Passage:
....
What’s really important here is that we've spent a lot of time and energy innovating new solutions to help meet the needs of food and beverage customers. Technology leadership is much more than a portfolio of products; it's working with customers to resolve process issues that may not be a meter problem but the process itself causing a measurement problem. That’s what you get when you work with Emerson.

Q: While the COVID-19 pandemic was a wakeup call for all sorts of manufacturing companies, the food and beverage industry could ill afford to miss a beat. Can the type of flowmeter you buy play a role in boosting productivity and avoiding unnecessary downtime?

A: The pandemic definitely impacted the food industry; it changed the way that consumers consume things. For example, if you would regularly meet friends for happy hour at a bar, that stopped, and you had a drink at home and maybe meet via Zoom. While that change seems small, the necessary mix of cans of beer vs. kegs shifted dramatically. Costs changed, as did shipping and packaging requirements. Luckily, we all still have to eat and drink, and these producers were able to adjust to the trends quickly and really change how they do business.
....
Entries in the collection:
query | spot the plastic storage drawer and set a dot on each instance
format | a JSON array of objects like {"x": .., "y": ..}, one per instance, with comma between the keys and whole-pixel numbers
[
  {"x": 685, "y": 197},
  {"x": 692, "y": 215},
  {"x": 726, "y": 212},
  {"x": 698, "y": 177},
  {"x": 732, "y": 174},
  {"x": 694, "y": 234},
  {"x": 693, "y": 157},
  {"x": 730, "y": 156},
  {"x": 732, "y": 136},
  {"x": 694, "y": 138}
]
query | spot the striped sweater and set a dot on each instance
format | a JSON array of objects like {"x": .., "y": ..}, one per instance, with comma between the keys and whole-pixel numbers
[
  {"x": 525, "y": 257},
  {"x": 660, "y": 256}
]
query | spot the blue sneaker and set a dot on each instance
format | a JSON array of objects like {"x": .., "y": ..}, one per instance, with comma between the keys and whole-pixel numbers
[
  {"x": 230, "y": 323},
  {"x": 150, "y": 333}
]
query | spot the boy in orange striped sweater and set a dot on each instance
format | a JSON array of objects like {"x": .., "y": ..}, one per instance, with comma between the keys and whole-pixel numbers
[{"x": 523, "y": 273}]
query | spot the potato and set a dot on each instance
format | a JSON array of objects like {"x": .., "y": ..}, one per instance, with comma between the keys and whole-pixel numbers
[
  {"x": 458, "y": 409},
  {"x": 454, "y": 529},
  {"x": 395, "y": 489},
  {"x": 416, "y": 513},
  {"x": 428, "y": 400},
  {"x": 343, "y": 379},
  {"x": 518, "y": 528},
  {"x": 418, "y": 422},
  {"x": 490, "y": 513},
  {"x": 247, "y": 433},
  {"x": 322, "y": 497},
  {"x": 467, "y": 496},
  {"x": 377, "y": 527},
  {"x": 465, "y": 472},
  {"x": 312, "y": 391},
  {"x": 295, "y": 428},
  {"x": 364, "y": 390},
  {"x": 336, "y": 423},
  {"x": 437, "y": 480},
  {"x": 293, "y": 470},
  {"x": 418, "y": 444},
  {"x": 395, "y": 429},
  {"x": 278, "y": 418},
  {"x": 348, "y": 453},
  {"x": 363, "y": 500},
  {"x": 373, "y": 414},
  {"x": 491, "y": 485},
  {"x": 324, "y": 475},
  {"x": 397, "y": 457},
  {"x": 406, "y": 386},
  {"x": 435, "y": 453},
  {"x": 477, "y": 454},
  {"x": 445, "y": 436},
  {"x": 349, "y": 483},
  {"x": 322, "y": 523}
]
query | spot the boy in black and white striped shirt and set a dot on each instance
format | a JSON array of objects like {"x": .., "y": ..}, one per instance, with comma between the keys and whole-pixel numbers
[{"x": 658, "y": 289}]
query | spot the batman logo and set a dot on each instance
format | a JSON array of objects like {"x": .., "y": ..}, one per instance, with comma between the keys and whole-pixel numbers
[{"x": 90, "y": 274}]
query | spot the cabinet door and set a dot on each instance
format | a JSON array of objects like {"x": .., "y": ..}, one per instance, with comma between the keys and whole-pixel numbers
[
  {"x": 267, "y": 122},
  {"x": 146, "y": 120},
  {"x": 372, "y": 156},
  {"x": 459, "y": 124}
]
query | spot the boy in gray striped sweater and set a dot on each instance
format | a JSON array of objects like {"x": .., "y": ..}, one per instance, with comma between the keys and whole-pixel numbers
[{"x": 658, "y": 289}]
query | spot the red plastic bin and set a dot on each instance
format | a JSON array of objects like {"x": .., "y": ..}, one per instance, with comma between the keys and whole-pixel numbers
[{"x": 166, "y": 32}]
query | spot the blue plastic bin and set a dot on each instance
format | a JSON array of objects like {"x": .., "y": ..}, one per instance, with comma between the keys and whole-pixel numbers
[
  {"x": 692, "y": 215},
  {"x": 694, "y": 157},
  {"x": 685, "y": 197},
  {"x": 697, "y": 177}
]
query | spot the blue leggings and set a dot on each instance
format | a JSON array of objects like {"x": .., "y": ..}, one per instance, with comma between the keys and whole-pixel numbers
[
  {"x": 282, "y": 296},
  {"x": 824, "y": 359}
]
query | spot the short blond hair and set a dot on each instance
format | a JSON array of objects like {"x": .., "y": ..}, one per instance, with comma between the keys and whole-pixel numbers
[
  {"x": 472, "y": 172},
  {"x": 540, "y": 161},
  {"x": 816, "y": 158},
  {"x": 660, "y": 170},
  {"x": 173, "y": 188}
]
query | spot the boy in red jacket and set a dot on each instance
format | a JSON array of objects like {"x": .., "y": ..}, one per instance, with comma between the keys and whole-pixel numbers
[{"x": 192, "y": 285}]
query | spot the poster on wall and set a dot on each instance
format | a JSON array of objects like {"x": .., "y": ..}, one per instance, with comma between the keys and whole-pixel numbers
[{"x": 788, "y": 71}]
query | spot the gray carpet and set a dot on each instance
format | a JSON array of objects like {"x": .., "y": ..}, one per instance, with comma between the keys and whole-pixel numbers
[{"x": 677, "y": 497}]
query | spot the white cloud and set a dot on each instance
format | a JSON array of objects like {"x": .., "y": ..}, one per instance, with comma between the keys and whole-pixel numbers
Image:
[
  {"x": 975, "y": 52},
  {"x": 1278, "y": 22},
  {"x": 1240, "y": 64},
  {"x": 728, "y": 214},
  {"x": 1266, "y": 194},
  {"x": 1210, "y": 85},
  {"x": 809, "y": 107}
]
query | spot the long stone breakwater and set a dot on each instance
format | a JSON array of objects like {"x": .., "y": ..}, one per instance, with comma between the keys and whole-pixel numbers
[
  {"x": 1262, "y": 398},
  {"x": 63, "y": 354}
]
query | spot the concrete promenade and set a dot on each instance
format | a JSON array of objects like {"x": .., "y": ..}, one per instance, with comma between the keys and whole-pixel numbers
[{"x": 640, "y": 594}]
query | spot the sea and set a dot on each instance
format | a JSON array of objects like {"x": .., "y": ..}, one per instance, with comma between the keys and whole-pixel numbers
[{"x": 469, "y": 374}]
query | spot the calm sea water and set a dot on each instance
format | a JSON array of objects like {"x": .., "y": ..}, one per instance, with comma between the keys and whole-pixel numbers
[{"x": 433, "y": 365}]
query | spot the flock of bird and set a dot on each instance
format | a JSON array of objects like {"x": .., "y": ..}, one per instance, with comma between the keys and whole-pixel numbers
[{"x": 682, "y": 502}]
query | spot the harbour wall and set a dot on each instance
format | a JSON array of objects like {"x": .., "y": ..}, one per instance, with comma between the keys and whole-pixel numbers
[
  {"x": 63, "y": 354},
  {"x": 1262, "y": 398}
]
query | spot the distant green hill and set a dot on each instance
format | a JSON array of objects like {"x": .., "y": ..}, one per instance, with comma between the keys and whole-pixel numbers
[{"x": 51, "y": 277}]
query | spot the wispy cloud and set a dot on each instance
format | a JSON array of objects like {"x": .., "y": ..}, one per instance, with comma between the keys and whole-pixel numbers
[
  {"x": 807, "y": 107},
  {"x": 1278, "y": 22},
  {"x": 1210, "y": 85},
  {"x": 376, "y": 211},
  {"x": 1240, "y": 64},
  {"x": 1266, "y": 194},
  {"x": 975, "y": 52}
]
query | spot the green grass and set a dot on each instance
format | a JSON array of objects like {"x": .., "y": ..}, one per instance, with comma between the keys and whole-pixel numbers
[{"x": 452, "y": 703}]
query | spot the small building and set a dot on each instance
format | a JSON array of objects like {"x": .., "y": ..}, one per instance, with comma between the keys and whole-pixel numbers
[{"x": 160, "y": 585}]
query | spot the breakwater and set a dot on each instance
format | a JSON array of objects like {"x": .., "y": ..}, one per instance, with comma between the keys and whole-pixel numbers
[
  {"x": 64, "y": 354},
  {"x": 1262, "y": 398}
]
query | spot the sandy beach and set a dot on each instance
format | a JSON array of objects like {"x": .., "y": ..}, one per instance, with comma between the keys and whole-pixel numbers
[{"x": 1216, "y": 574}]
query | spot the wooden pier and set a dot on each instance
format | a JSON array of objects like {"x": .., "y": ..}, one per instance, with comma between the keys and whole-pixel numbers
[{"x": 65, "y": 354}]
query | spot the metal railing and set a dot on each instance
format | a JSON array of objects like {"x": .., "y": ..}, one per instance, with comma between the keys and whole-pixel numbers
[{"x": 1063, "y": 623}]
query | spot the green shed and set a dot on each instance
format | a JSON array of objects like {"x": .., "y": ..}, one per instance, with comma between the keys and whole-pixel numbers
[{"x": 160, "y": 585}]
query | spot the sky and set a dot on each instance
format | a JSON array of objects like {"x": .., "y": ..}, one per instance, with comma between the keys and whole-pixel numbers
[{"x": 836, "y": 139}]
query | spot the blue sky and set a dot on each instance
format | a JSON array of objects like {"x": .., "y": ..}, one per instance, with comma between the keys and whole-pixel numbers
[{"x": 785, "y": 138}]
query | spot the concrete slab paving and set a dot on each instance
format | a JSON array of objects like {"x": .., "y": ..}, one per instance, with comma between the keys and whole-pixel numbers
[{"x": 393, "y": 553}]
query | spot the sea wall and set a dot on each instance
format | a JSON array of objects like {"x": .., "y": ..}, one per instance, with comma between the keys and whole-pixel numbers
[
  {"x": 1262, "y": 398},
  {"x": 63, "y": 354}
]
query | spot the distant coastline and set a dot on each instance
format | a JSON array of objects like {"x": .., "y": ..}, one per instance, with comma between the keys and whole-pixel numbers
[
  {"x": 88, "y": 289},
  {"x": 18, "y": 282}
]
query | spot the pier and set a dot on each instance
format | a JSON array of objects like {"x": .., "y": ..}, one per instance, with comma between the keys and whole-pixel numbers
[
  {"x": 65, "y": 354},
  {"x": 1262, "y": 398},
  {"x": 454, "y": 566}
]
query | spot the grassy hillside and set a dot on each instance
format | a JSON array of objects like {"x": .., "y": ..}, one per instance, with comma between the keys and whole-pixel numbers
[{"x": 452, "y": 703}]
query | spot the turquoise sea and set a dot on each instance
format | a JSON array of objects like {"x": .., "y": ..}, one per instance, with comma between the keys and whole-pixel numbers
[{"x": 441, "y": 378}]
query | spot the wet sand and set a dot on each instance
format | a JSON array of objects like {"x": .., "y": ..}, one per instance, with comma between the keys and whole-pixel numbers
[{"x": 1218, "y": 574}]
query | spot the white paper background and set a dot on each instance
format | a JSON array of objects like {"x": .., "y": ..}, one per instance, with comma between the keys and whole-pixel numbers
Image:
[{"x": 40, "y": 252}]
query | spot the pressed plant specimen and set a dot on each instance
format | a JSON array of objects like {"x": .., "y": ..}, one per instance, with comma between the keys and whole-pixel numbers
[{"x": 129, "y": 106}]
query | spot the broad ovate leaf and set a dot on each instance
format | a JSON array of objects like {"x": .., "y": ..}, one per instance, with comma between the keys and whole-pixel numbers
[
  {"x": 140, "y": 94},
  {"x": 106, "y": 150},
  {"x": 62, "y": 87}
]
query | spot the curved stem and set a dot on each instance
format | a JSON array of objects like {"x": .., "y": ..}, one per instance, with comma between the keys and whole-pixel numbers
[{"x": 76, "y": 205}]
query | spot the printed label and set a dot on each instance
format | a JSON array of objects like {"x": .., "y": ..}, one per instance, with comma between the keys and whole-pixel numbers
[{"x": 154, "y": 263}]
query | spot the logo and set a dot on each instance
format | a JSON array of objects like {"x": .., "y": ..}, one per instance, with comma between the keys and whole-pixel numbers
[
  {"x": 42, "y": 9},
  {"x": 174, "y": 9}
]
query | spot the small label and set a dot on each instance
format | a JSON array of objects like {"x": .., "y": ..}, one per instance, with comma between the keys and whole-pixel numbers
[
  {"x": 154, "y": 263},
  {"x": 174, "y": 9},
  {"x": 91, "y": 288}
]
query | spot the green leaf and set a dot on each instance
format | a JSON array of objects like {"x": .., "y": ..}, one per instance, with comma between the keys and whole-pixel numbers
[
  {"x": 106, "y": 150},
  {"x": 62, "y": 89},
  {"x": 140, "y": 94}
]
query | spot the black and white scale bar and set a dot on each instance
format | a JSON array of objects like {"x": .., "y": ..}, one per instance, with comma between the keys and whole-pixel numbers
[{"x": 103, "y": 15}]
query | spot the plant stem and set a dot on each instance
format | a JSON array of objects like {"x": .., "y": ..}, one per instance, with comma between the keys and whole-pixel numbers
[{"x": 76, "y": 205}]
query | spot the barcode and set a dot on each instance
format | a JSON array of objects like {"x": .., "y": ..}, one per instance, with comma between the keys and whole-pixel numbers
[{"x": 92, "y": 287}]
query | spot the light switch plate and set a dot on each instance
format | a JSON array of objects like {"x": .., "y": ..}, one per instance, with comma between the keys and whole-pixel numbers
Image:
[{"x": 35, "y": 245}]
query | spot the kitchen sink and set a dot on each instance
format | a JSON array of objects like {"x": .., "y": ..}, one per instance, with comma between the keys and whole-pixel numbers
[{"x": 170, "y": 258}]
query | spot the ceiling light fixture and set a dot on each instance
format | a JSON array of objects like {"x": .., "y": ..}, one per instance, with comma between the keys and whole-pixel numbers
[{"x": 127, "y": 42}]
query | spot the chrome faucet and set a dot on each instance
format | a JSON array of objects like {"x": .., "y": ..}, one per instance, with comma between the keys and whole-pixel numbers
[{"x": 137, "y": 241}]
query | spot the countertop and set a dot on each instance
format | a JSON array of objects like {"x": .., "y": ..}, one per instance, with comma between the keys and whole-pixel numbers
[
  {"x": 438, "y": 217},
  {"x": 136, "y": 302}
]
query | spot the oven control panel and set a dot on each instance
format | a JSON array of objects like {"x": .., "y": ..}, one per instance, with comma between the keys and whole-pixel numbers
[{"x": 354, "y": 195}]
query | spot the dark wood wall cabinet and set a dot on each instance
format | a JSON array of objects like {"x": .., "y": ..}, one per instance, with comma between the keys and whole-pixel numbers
....
Brief 1:
Extract the part of the interview from "What’s really important" up to and including "work with Emerson.".
Brief 2:
According to the interview, what mix shifted dramatically once people stopped meeting friends at bars?
The rows aren't needed for anything here.

Answer box 1:
What’s really important here is that we've spent a lot of time and energy innovating new solutions to help meet the needs of food and beverage customers. Technology leadership is much more than a portfolio of products; it's working with customers to resolve process issues that may not be a meter problem but the process itself causing a measurement problem. That’s what you get when you work with Emerson.

Answer box 2:
The mix of cans of beer vs. kegs.